** BEGIN **
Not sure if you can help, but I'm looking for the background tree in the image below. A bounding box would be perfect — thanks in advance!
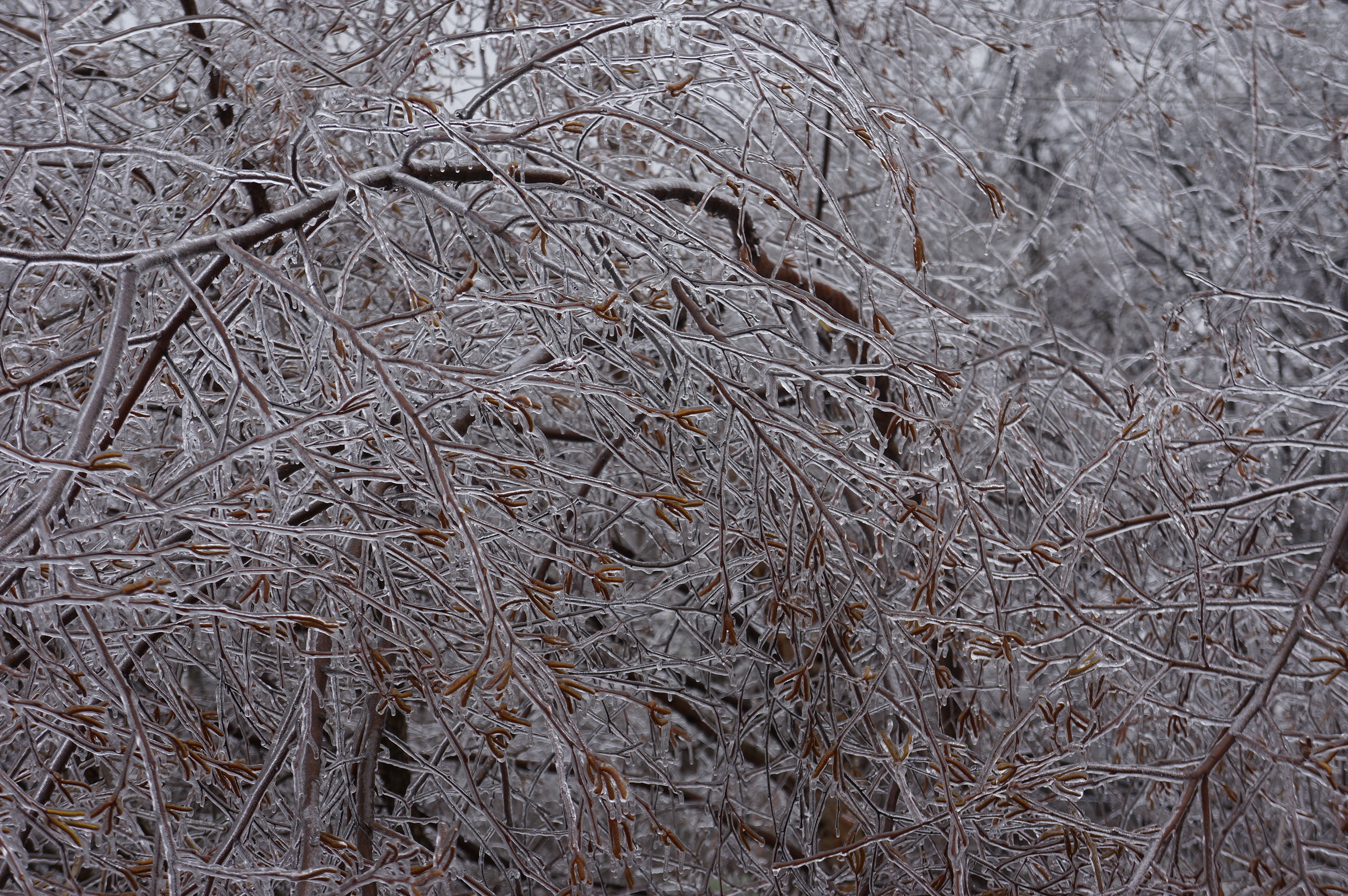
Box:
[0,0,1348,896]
** END **
** BEGIN **
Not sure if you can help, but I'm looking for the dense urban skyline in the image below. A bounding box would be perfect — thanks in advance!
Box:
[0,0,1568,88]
** END **
** BEGIN **
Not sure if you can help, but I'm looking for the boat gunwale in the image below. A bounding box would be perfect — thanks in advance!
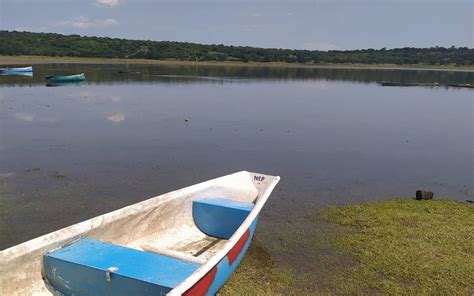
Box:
** END **
PROMPT
Write out everything from the line containing "for the background" down to the line containing "[0,0,1348,896]", both included, with the picture left out.

ANSWER TO THIS PROBLEM
Not sure if you can help, but I'm looking for the background tree in the image below. A bounding box would be perfect — thanks in advance!
Box:
[0,0,1348,896]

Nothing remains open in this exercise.